─── SOURCE PASSAGE ───
In 2012, the GAO was directed to monitor the implementation of CSA. Yesterday, the GAO released the results its findings.

GAO says the CSA program has helped the FMCSA investigate more carriers and has provided the agency with “a range of safety benefits” According to the GAO, FMCSA has doubled the number of annual interventions since CSA was implemented in 2009.

While the CSA program has proven to be more effective than previous programs at identifying potentially dangerous carriers, the GAO says the FMCSA faces 2 challenges in reliably assessing safety risks: 1.) “For SMS to be effective in identifying carriers more

likely to crash, the violations that FMCSA uses to calculate SMS scores should have a strong predictive relationship with crashes.
However, based on GAO’s analysis of available information, most regulations used to calculate SMS scores are not violated often enough to strongly associate them with crash risk for individual carriers. 2.) Most carriers lack sufficient safety performance data to ensure that FMCSA can reliably compare them with other carriers.”

GAO says FMCSA lacks minimum level of information for a carrier to receive an SMS score, which causes the FMCSA to miss opportunities to intervene with carriers that are involved in crashes.

“FMCSA’s methodology is limited because of insufficient information, which reduces the precision of SMS scores. GAO found that by scoring only carriers with more information, FMCSA could better identify high risk carriers likely to be involved in crashes. This illustrative approach involves trade-offs; it would assign SMS scores to fewer carriers, but these scores would generally be more reliable and thus more useful in targeting FMCSA’s scarce resources,” the GAO recommends.
─── DATA PROVIDED ───
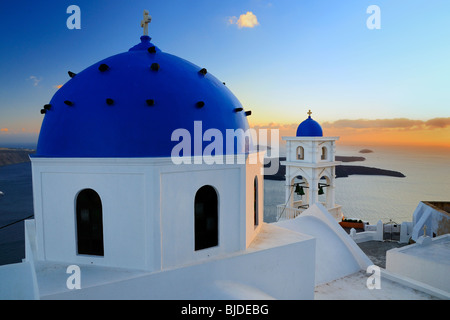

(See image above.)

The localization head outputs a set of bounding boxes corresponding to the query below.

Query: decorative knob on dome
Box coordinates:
───
## PARTS OF THE EXERCISE
• 1. Rewrite the article on the GAO's findings about CSA from "GAO says the CSA" to "implemented in 2009.", putting "yearly interventions" in place of "annual interventions".
• 2. Extend the article on the GAO's findings about CSA, picking up after its last sentence.

## ANSWERS FOR THE EXERCISE
• 1.
GAO says the CSA program has helped the FMCSA investigate more carriers and has provided the agency with “a range of safety benefits” According to the GAO, FMCSA has doubled the number of yearly interventions since CSA was implemented in 2009.

• 2.
The GAO recommends that FMCSA revise the SMS methodology to account for limitations and determination of a carrier’s fitness to operate should account for limitations in available performance information.”

The American Trucking Association praised the GAO for its report and recommendations.

“The GAO’s review of FMCSA’s Compliance, Safety, Accountability program was comprehensive, thoughtful and balanced,” said ATA President and CEO Bill Graves. “While ATA has long supported CSA’s objectives, we can’t help but agree with GAO’s findings that the scores produced by the program don’t present an accurate or precise assessment of the safety of many carriers.”

The ATA had some suggestions of their own.

“Given GAO’s findings, FMCSA should remove all carriers’ scores from public view,” said Dave Osiecki, ATA executive vice president and chief of national advocacy. “Since scores are so often unreliable, third parties are prone to making erroneous judgments based on inaccurate data, an inequity that can only be solved in the near term by removing the scores from public view.”

View [hyperlink, http://www.gao.gov/products/GAO-14-114]. For more
information, contact Susan Fleming at (202) 512-2834 or
[email protected].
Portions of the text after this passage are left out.